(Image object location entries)
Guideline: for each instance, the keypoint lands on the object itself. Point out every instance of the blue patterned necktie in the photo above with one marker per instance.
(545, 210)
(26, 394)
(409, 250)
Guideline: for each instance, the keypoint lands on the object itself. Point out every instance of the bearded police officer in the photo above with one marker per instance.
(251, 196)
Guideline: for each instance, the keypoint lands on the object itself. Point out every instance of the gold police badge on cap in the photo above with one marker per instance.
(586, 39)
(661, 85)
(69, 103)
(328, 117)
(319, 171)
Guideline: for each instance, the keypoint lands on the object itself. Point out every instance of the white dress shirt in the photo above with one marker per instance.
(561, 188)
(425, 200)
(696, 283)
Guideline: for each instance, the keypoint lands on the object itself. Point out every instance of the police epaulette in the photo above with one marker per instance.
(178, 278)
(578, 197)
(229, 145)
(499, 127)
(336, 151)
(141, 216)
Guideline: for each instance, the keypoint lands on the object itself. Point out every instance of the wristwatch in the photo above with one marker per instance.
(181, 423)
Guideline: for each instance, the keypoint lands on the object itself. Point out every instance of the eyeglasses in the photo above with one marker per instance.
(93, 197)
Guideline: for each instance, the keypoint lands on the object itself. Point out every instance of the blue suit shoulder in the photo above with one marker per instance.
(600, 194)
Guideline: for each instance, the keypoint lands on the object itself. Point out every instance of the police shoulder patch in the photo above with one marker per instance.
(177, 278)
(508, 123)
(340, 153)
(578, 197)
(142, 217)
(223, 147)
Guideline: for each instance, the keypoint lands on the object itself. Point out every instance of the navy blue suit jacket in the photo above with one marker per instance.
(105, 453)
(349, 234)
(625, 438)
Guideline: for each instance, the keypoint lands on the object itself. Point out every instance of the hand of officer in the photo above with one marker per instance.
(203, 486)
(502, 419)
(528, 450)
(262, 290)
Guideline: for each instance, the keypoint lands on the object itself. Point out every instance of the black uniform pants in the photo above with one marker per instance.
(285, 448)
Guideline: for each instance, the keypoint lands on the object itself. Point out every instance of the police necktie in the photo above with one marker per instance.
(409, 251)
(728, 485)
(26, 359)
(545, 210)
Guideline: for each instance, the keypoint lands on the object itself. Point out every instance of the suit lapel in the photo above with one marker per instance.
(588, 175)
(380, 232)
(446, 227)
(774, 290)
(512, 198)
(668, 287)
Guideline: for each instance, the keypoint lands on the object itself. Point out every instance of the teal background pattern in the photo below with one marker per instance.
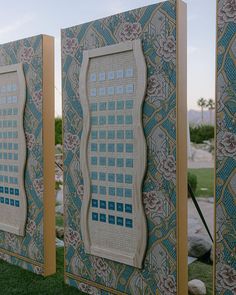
(28, 252)
(226, 149)
(155, 25)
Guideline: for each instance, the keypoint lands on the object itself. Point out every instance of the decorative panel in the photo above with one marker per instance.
(27, 229)
(13, 203)
(113, 152)
(102, 99)
(225, 239)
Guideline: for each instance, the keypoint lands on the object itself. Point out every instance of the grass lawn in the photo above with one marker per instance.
(205, 181)
(204, 272)
(14, 280)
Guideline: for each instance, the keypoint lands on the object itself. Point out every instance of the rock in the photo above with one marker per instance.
(59, 232)
(60, 209)
(59, 243)
(198, 246)
(196, 287)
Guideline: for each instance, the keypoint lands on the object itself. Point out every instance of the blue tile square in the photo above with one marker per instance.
(103, 217)
(95, 216)
(129, 163)
(111, 219)
(128, 193)
(111, 147)
(102, 147)
(119, 192)
(120, 221)
(102, 190)
(94, 175)
(120, 134)
(111, 105)
(128, 223)
(129, 148)
(119, 178)
(94, 160)
(102, 134)
(112, 191)
(128, 208)
(94, 189)
(129, 104)
(129, 134)
(111, 177)
(103, 205)
(102, 120)
(102, 176)
(111, 205)
(120, 105)
(94, 147)
(120, 147)
(102, 106)
(128, 120)
(120, 207)
(94, 134)
(120, 162)
(102, 161)
(111, 134)
(128, 179)
(94, 203)
(120, 119)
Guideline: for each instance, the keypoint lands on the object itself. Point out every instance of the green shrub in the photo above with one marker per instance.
(198, 134)
(192, 181)
(58, 131)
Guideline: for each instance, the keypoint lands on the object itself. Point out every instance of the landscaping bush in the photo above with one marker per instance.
(192, 181)
(198, 134)
(58, 131)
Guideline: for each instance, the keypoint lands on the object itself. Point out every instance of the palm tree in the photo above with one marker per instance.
(211, 106)
(202, 104)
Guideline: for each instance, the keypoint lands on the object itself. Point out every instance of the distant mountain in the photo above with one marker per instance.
(195, 117)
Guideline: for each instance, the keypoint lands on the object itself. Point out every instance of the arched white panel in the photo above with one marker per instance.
(13, 204)
(113, 152)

THE EXERCISE
Your task is to reproduce all of the material exactly. The pictures stay out.

FULL ANSWER
Guideline: for each instance, the keypoint lands on the object itself. Point out every instance of the blue patterned necktie in the photo above with one marker per instance.
(545, 210)
(26, 394)
(409, 250)
Guideline: for each instance, the keypoint lands on the object itself. Point out every instance of the bearded police officer in the photo above with one marker per instance.
(251, 196)
Guideline: for each instance, the keypoint lands on the object itself. Point out every instance of the gold police badge on cap in the photo above with one marker per instance.
(586, 39)
(661, 85)
(69, 103)
(328, 117)
(319, 171)
Guideline: for each instance, the keypoint lands on the object itself. Point out every instance of the white dress shirt in the photo above with one marker per instance.
(561, 188)
(425, 200)
(696, 283)
Guideline: for each instance, the keypoint lands on the object itself. Point out every instance of the police epaulette in the photo above with one marker per instance.
(178, 278)
(578, 197)
(229, 145)
(499, 127)
(336, 151)
(141, 216)
Guideline: for each instance, the keypoint lands on the object itself. Point out every instance of the wristwatch in the photo above with one marker per instance.
(181, 423)
Guideline: for each instance, the keypoint lands on the object itself. Point out every instance of the eyeglasses in the photo above with one marker per instance.
(93, 197)
Guideline: for each instance, the keypoint lands on the object itself. Point out every instance of the blue suit shoulder in the photo above with one marker per instance.
(600, 194)
Guideline: for each instance, the keypoint lands on the object itself. Point out every instance of the police shoulder patch in the photo above with one marker per instance.
(177, 278)
(508, 123)
(340, 153)
(578, 197)
(142, 217)
(223, 147)
Guideline: for each instance, the keypoint lands on the object itself. Point out every instance of the navy blue suit jacket in the photo above with one marker per instance.
(105, 453)
(349, 234)
(625, 438)
Guideline: for each instance, the keypoint lands on the object itself. Point out every instance of the hand of officer in the photo above with one marker per instance.
(203, 486)
(502, 419)
(528, 450)
(262, 290)
Guideline: for each instance, the keypoint lands on the object itself. Point out every instance of the black uniform pants in the photo above with one marker per instance.
(285, 448)
Guideline: for each instance, the keypoint lands on the object itself. Point out every instance of the police necktie in the photo above with one marker per instance.
(409, 251)
(728, 485)
(26, 359)
(545, 210)
Guideline: for each instance, the keypoint lands on the object itself. Point out every instance of the suit lapel in the photo above with one marker per instance.
(588, 175)
(380, 232)
(446, 227)
(774, 290)
(512, 198)
(668, 287)
Guideline: for each instance, the keypoint lands on the object itself. Point out every instance of the teal background pattern in the photo below with one marker per instance.
(28, 252)
(226, 149)
(155, 25)
Guideline: for each instance, the keypoint lands on the object itself. Point out every instance of the decorative panel in the photo above with one marker per instance.
(27, 229)
(13, 203)
(113, 152)
(102, 99)
(225, 239)
Guideline: for each instance, the keypoint lands on the object itself. Point out every instance of the grass lawn in the photo above with one marker per instance.
(205, 181)
(204, 272)
(14, 280)
Guideline: for each instance, the keypoint lands on the object itself. Point out every instance of the rock in the photo above with one marker per instance.
(59, 232)
(60, 209)
(59, 243)
(198, 246)
(196, 287)
Guideline: for each instance, the keypoint lands on the object itself. Point out every instance of the blue tile square in the photo above with one marker per instance.
(103, 217)
(95, 216)
(129, 163)
(111, 219)
(128, 193)
(111, 147)
(102, 147)
(119, 192)
(120, 221)
(102, 190)
(94, 175)
(120, 134)
(111, 105)
(128, 223)
(129, 148)
(119, 178)
(94, 160)
(102, 134)
(112, 191)
(128, 208)
(94, 189)
(129, 104)
(129, 134)
(111, 177)
(103, 205)
(102, 120)
(102, 176)
(111, 205)
(120, 105)
(94, 147)
(120, 147)
(102, 106)
(128, 120)
(120, 207)
(94, 134)
(120, 162)
(102, 161)
(111, 134)
(128, 179)
(94, 203)
(120, 119)
Guideline: for each instance, the keypoint lands on the object itself. Point out every instance of the green shrub in the photo above with one marker per instance.
(198, 134)
(192, 181)
(58, 131)
Guideline: for each instance, the keypoint lands on the object itself. Point out every instance of the landscaping bush in the photo above with one marker per instance.
(192, 181)
(198, 134)
(58, 131)
Guideline: for each instance, the keypoint lands on the object itself. Point out every instance of the palm tree in the photo above with one marker per instance.
(211, 106)
(202, 104)
Guideline: for each instance, the keypoint lands on the object itself. Point out every instance of the distant mountain in the photo above with one marker per instance.
(195, 117)
Guideline: for each instance, the keypoint lands on the object itself. Point out every instance of the arched white panel in the photo above with one marker per instance.
(13, 204)
(113, 152)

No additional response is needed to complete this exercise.